[Dataset records]
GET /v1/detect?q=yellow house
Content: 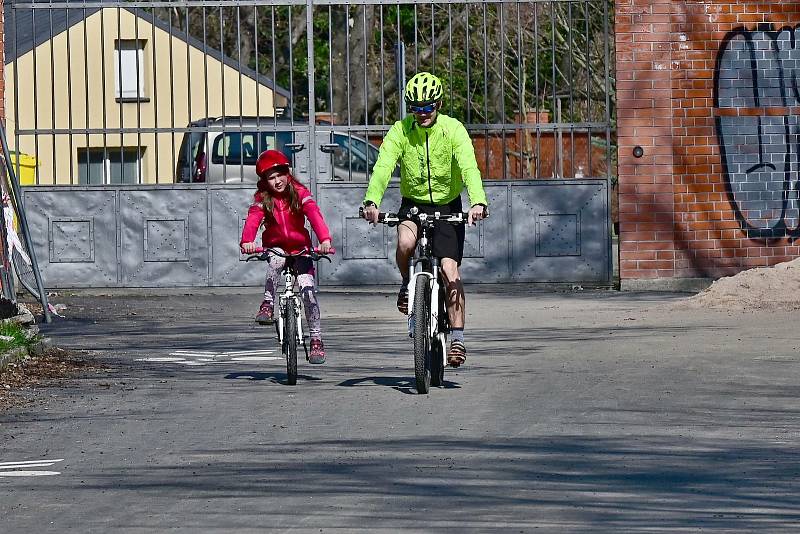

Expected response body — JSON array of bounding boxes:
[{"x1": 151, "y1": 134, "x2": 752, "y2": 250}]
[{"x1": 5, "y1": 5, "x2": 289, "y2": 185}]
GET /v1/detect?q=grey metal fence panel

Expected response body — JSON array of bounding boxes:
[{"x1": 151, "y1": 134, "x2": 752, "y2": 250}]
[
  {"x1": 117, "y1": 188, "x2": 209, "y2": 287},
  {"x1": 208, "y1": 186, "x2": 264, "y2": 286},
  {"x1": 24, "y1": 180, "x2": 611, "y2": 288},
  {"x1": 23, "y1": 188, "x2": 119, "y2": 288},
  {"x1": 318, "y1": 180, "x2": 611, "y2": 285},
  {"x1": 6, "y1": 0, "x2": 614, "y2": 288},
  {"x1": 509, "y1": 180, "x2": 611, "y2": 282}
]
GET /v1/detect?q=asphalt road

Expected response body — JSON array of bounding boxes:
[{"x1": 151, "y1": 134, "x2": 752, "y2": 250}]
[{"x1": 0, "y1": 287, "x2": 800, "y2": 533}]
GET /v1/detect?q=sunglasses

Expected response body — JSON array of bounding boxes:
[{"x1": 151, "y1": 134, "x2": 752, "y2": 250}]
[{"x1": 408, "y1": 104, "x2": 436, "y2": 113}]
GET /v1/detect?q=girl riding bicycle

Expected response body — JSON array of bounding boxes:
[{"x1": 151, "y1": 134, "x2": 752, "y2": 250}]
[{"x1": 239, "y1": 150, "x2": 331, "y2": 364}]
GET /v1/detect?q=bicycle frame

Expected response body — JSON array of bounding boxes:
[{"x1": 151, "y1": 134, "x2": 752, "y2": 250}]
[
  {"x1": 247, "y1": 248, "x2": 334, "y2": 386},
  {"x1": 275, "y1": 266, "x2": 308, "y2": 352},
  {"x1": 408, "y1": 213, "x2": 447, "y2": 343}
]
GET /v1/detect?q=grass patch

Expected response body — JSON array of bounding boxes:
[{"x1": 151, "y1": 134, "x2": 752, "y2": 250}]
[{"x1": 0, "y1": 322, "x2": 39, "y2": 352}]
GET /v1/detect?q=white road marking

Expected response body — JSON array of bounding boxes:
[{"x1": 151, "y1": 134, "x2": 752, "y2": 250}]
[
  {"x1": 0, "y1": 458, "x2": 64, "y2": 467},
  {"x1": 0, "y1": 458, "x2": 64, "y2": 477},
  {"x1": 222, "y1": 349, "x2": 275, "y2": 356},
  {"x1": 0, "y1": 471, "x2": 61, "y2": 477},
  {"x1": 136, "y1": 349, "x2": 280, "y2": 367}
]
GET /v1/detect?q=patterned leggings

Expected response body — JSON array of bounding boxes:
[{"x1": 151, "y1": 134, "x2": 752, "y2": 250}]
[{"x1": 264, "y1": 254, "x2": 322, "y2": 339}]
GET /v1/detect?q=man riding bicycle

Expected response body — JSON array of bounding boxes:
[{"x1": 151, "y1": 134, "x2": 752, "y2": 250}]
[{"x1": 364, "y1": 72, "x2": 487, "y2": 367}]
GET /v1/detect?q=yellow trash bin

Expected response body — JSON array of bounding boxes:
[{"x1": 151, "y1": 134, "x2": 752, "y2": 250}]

## Exercise directions
Can you reproduce every row above word for word, leaving the pictures out of your answer?

## Complete response
GET /v1/detect?q=yellow house
Content: 

Expected response body — JSON array of bounding boxes:
[{"x1": 151, "y1": 134, "x2": 752, "y2": 250}]
[{"x1": 5, "y1": 5, "x2": 289, "y2": 185}]
GET /v1/detect?q=grey metal fence panel

Expected response body — JSON array of bounding boxes:
[{"x1": 151, "y1": 134, "x2": 752, "y2": 250}]
[
  {"x1": 117, "y1": 188, "x2": 209, "y2": 287},
  {"x1": 208, "y1": 186, "x2": 264, "y2": 286},
  {"x1": 24, "y1": 180, "x2": 611, "y2": 288},
  {"x1": 23, "y1": 188, "x2": 119, "y2": 288},
  {"x1": 318, "y1": 180, "x2": 611, "y2": 285},
  {"x1": 6, "y1": 0, "x2": 614, "y2": 288},
  {"x1": 509, "y1": 180, "x2": 611, "y2": 282}
]
GET /v1/detect?q=asphalt road

Expected response body — JSON array of bounding boxes:
[{"x1": 151, "y1": 134, "x2": 752, "y2": 250}]
[{"x1": 0, "y1": 287, "x2": 800, "y2": 533}]
GET /v1/detect?q=sunglasses

Expected response body — JSON array of bounding boxes:
[{"x1": 151, "y1": 134, "x2": 752, "y2": 250}]
[{"x1": 408, "y1": 104, "x2": 436, "y2": 113}]
GET /v1/detect?q=girl riding bicycle

Expected response body — JSON array of bounding boxes:
[{"x1": 151, "y1": 134, "x2": 752, "y2": 250}]
[{"x1": 239, "y1": 150, "x2": 331, "y2": 364}]
GET /v1/detect?q=bicycle frame

Expected response body — JSON array of bounding boxes:
[{"x1": 151, "y1": 134, "x2": 752, "y2": 250}]
[
  {"x1": 247, "y1": 248, "x2": 334, "y2": 386},
  {"x1": 275, "y1": 266, "x2": 308, "y2": 352},
  {"x1": 408, "y1": 213, "x2": 447, "y2": 343}
]
GET /v1/detect?q=grass patch

Expected response body — JSON array of bounding boxes:
[{"x1": 151, "y1": 134, "x2": 752, "y2": 250}]
[{"x1": 0, "y1": 322, "x2": 39, "y2": 352}]
GET /v1/detect?q=white road marking

Expected response body — JSON array of bounding boxes:
[{"x1": 151, "y1": 134, "x2": 752, "y2": 250}]
[
  {"x1": 0, "y1": 458, "x2": 64, "y2": 467},
  {"x1": 0, "y1": 458, "x2": 64, "y2": 477},
  {"x1": 222, "y1": 349, "x2": 275, "y2": 356},
  {"x1": 0, "y1": 471, "x2": 61, "y2": 477},
  {"x1": 136, "y1": 349, "x2": 280, "y2": 367}
]
GET /v1/detect?q=patterned leggings

Expected response body — JSON array of bounding boxes:
[{"x1": 151, "y1": 134, "x2": 752, "y2": 250}]
[{"x1": 264, "y1": 254, "x2": 322, "y2": 339}]
GET /v1/detect?q=man riding bicycle

Expected response body — JSON array of bounding boxes:
[{"x1": 151, "y1": 134, "x2": 752, "y2": 250}]
[{"x1": 364, "y1": 72, "x2": 487, "y2": 367}]
GET /v1/detect?q=yellow trash bin

Expected response body — JSON array of bounding boxes:
[{"x1": 151, "y1": 134, "x2": 752, "y2": 250}]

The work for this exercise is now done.